● **WHAT IS ASKED**
Quote every line below exactly and skip any picture.

━━━━━ GIVEN DATA ━━━━━

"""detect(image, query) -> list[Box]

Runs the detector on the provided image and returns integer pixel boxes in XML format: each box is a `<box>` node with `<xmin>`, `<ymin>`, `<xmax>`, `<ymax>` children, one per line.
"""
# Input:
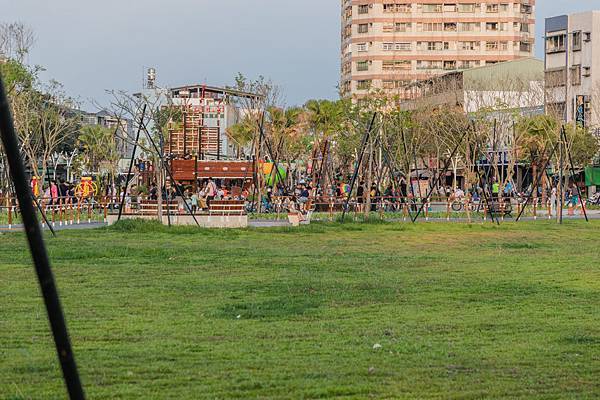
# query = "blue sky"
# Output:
<box><xmin>0</xmin><ymin>0</ymin><xmax>600</xmax><ymax>108</ymax></box>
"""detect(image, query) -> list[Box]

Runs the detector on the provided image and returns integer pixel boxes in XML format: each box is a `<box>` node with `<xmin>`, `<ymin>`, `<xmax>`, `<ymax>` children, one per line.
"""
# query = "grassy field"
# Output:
<box><xmin>0</xmin><ymin>221</ymin><xmax>600</xmax><ymax>400</ymax></box>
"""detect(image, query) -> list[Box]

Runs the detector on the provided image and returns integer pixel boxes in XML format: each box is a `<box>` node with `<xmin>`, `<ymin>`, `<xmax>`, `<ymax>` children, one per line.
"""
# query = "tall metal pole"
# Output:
<box><xmin>342</xmin><ymin>112</ymin><xmax>377</xmax><ymax>222</ymax></box>
<box><xmin>561</xmin><ymin>126</ymin><xmax>590</xmax><ymax>222</ymax></box>
<box><xmin>117</xmin><ymin>103</ymin><xmax>146</xmax><ymax>221</ymax></box>
<box><xmin>556</xmin><ymin>131</ymin><xmax>565</xmax><ymax>224</ymax></box>
<box><xmin>515</xmin><ymin>143</ymin><xmax>560</xmax><ymax>222</ymax></box>
<box><xmin>142</xmin><ymin>120</ymin><xmax>200</xmax><ymax>226</ymax></box>
<box><xmin>0</xmin><ymin>72</ymin><xmax>85</xmax><ymax>400</ymax></box>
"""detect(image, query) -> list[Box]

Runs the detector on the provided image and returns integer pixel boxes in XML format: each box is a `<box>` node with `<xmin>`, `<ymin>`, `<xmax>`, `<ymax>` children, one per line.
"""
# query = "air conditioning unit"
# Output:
<box><xmin>583</xmin><ymin>67</ymin><xmax>592</xmax><ymax>78</ymax></box>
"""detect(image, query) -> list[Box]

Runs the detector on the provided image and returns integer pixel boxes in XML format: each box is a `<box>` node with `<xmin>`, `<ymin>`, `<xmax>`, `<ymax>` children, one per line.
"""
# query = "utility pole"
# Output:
<box><xmin>556</xmin><ymin>130</ymin><xmax>566</xmax><ymax>224</ymax></box>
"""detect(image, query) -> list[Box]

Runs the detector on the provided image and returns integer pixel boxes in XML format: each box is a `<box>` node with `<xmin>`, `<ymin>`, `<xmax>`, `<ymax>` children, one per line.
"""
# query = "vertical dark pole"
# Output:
<box><xmin>183</xmin><ymin>110</ymin><xmax>187</xmax><ymax>158</ymax></box>
<box><xmin>401</xmin><ymin>128</ymin><xmax>418</xmax><ymax>217</ymax></box>
<box><xmin>561</xmin><ymin>126</ymin><xmax>590</xmax><ymax>222</ymax></box>
<box><xmin>413</xmin><ymin>129</ymin><xmax>469</xmax><ymax>222</ymax></box>
<box><xmin>475</xmin><ymin>138</ymin><xmax>500</xmax><ymax>225</ymax></box>
<box><xmin>0</xmin><ymin>71</ymin><xmax>85</xmax><ymax>400</ymax></box>
<box><xmin>515</xmin><ymin>141</ymin><xmax>562</xmax><ymax>222</ymax></box>
<box><xmin>342</xmin><ymin>112</ymin><xmax>377</xmax><ymax>222</ymax></box>
<box><xmin>117</xmin><ymin>104</ymin><xmax>146</xmax><ymax>221</ymax></box>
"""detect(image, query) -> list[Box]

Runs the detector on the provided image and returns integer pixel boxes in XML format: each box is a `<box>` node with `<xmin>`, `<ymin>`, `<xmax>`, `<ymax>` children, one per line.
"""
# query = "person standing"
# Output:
<box><xmin>206</xmin><ymin>178</ymin><xmax>217</xmax><ymax>207</ymax></box>
<box><xmin>550</xmin><ymin>186</ymin><xmax>558</xmax><ymax>215</ymax></box>
<box><xmin>50</xmin><ymin>181</ymin><xmax>58</xmax><ymax>205</ymax></box>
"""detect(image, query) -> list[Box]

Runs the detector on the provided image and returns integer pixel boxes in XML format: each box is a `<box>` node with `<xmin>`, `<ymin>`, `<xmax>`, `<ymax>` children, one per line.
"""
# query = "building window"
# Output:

━━━━━

● **TASK SOLUTION**
"""detect(image, query) -> list[Box]

Runs the detector on the provided image and returns integer pixel boxes in XML format: each box is a `<box>` node with `<xmin>`, `<ymin>`, `<xmax>`, `<ymax>` children, one per line.
"""
# Input:
# query = "blue sky"
# Output:
<box><xmin>0</xmin><ymin>0</ymin><xmax>600</xmax><ymax>108</ymax></box>
"""detect(image, query) -> list[Box]

Runs the detector on the provided image and returns integer pixel boxes in XML format: each box is a `<box>` node with `<xmin>`, `<ymin>`, `<xmax>`, `<ymax>` children, one per line.
"""
# query = "grassy field"
# Output:
<box><xmin>0</xmin><ymin>221</ymin><xmax>600</xmax><ymax>400</ymax></box>
"""detect(image, query) -> list[Box]

Runs the detector on the provided image and returns integer pixel boxes in XML format: each box is a `<box>` node with `<xmin>`, `<ymin>`, `<xmax>`, `<ymax>` children, one per line.
"""
# query = "tall metal pole"
# Output:
<box><xmin>342</xmin><ymin>112</ymin><xmax>377</xmax><ymax>222</ymax></box>
<box><xmin>561</xmin><ymin>126</ymin><xmax>590</xmax><ymax>222</ymax></box>
<box><xmin>117</xmin><ymin>103</ymin><xmax>146</xmax><ymax>221</ymax></box>
<box><xmin>556</xmin><ymin>131</ymin><xmax>565</xmax><ymax>224</ymax></box>
<box><xmin>515</xmin><ymin>143</ymin><xmax>560</xmax><ymax>222</ymax></box>
<box><xmin>142</xmin><ymin>120</ymin><xmax>200</xmax><ymax>226</ymax></box>
<box><xmin>0</xmin><ymin>72</ymin><xmax>85</xmax><ymax>400</ymax></box>
"""detect(image, query) -> list[Box]

Runs the detector on the provided image and returns integer pixel boxes in XML format: each box is a `<box>` node with `<xmin>`, `<ymin>`, `<xmax>`, `<ymax>` children, one per line.
"""
# query = "air conditioning unit"
# Output:
<box><xmin>583</xmin><ymin>67</ymin><xmax>592</xmax><ymax>78</ymax></box>
"""detect(image, query) -> list[Box]

Runs the detector on the provided image and returns integer pixel boxes in XML format: each box is a `<box>` node with `<xmin>`, `<ymin>`, `<xmax>`, `<ymax>` children, one per line.
"""
# query = "utility pole"
# Output:
<box><xmin>556</xmin><ymin>130</ymin><xmax>566</xmax><ymax>224</ymax></box>
"""detect(image, query) -> list[Box]

Runs the detector on the provided image and returns integer pixel boxes in XML format: each box is a `<box>` node with `<xmin>`, `<ymin>`, `<xmax>`, `<ymax>` children, one per line.
"""
# query = "vertical dark pole"
# Output:
<box><xmin>183</xmin><ymin>110</ymin><xmax>187</xmax><ymax>158</ymax></box>
<box><xmin>401</xmin><ymin>128</ymin><xmax>418</xmax><ymax>217</ymax></box>
<box><xmin>561</xmin><ymin>126</ymin><xmax>590</xmax><ymax>222</ymax></box>
<box><xmin>413</xmin><ymin>129</ymin><xmax>469</xmax><ymax>222</ymax></box>
<box><xmin>475</xmin><ymin>138</ymin><xmax>500</xmax><ymax>225</ymax></box>
<box><xmin>0</xmin><ymin>71</ymin><xmax>85</xmax><ymax>400</ymax></box>
<box><xmin>515</xmin><ymin>141</ymin><xmax>562</xmax><ymax>222</ymax></box>
<box><xmin>342</xmin><ymin>112</ymin><xmax>377</xmax><ymax>222</ymax></box>
<box><xmin>117</xmin><ymin>104</ymin><xmax>146</xmax><ymax>221</ymax></box>
"""detect(image, query) -> list[Box]

Runs the detector on the provided image and returns integer pixel boxes in XML format: each box is a `<box>` node with `<xmin>`, `<ymin>`, `<xmax>`, `<ymax>` children, one per line.
"""
# query = "person standing"
# Output:
<box><xmin>206</xmin><ymin>178</ymin><xmax>217</xmax><ymax>207</ymax></box>
<box><xmin>550</xmin><ymin>186</ymin><xmax>558</xmax><ymax>215</ymax></box>
<box><xmin>50</xmin><ymin>181</ymin><xmax>58</xmax><ymax>205</ymax></box>
"""detect(image, query) -> list[Box]

Runs the detector on the provided image and returns integer pixel boxes in XML format: each box is a `<box>` node with `<xmin>`, `<ymin>`, `<xmax>`, `<ymax>` children, one per line.
"""
# query = "building window"
# Output:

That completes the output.